__REQUIREMENT__
Return the material below line for line, unchanged, but leave the pictures out.

__STORED RECORDS__
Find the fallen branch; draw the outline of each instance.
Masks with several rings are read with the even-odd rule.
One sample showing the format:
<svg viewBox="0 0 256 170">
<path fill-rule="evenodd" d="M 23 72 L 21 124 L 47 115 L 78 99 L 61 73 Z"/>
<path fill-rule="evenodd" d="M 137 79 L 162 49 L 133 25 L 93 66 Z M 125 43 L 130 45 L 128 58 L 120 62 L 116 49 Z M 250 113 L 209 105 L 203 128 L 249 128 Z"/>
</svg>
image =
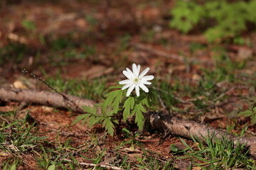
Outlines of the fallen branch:
<svg viewBox="0 0 256 170">
<path fill-rule="evenodd" d="M 250 149 L 250 154 L 256 157 L 256 137 L 237 137 L 221 130 L 207 126 L 194 121 L 181 120 L 171 115 L 161 113 L 149 113 L 145 114 L 146 122 L 149 123 L 151 129 L 171 134 L 191 138 L 191 136 L 198 137 L 206 142 L 208 136 L 215 137 L 221 140 L 223 137 L 233 141 L 234 144 L 245 144 Z"/>
<path fill-rule="evenodd" d="M 63 159 L 63 161 L 66 161 L 68 162 L 73 162 L 73 163 L 77 163 L 80 165 L 85 165 L 87 166 L 92 166 L 92 167 L 101 167 L 101 168 L 105 168 L 107 169 L 114 169 L 114 170 L 123 170 L 123 169 L 122 168 L 119 168 L 114 166 L 112 166 L 112 165 L 103 165 L 103 164 L 90 164 L 90 163 L 83 163 L 83 162 L 75 162 L 70 159 Z"/>
<path fill-rule="evenodd" d="M 0 87 L 0 99 L 65 108 L 78 112 L 82 112 L 82 106 L 93 106 L 96 103 L 92 100 L 65 94 L 10 87 Z"/>
<path fill-rule="evenodd" d="M 63 96 L 65 97 L 63 97 Z M 4 101 L 26 101 L 58 108 L 66 108 L 74 111 L 81 112 L 82 106 L 92 106 L 96 103 L 93 101 L 55 92 L 38 91 L 29 89 L 0 87 L 0 99 Z M 256 137 L 240 137 L 228 132 L 215 129 L 202 123 L 191 120 L 180 120 L 177 118 L 161 113 L 145 113 L 146 123 L 153 129 L 174 135 L 191 138 L 197 136 L 205 140 L 208 135 L 218 139 L 226 137 L 235 144 L 245 144 L 250 149 L 250 153 L 256 157 Z"/>
</svg>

__PROBLEM SOLUTION__
Find the fallen branch; draw the outline of each instance.
Masks with several rings are read with the even-odd rule.
One sample showing the format:
<svg viewBox="0 0 256 170">
<path fill-rule="evenodd" d="M 23 72 L 21 124 L 47 115 L 78 99 L 61 73 Z"/>
<path fill-rule="evenodd" d="M 137 79 L 162 49 L 133 25 L 93 66 Z M 125 43 L 130 45 L 128 58 L 120 62 L 116 49 Z M 250 113 L 209 105 L 203 128 L 249 128 Z"/>
</svg>
image =
Outlines of the fallen branch:
<svg viewBox="0 0 256 170">
<path fill-rule="evenodd" d="M 250 149 L 250 154 L 256 157 L 256 137 L 237 137 L 221 130 L 207 126 L 194 121 L 181 120 L 171 115 L 161 113 L 149 113 L 145 114 L 146 122 L 149 123 L 151 129 L 171 134 L 191 138 L 191 136 L 198 137 L 206 142 L 208 136 L 215 137 L 221 140 L 223 137 L 233 141 L 234 144 L 245 144 Z"/>
<path fill-rule="evenodd" d="M 63 159 L 63 161 L 66 161 L 68 162 L 73 162 L 73 163 L 77 163 L 80 165 L 85 165 L 87 166 L 92 166 L 92 167 L 101 167 L 101 168 L 105 168 L 107 169 L 114 169 L 114 170 L 123 170 L 123 169 L 122 168 L 119 168 L 114 166 L 112 166 L 112 165 L 103 165 L 103 164 L 90 164 L 90 163 L 83 163 L 83 162 L 75 162 L 70 159 Z"/>
<path fill-rule="evenodd" d="M 0 87 L 0 99 L 65 108 L 78 112 L 82 112 L 82 106 L 93 106 L 96 103 L 92 100 L 65 94 L 10 87 Z"/>
<path fill-rule="evenodd" d="M 63 96 L 65 97 L 63 97 Z M 4 101 L 26 101 L 58 108 L 66 108 L 74 111 L 81 112 L 82 106 L 92 106 L 96 103 L 93 101 L 55 92 L 38 91 L 29 89 L 0 87 L 0 99 Z M 256 137 L 240 137 L 228 132 L 215 129 L 202 123 L 191 120 L 180 120 L 177 118 L 161 113 L 145 113 L 146 123 L 153 129 L 174 135 L 191 138 L 197 136 L 205 140 L 208 135 L 218 139 L 226 137 L 235 144 L 245 144 L 250 149 L 250 153 L 256 157 Z"/>
</svg>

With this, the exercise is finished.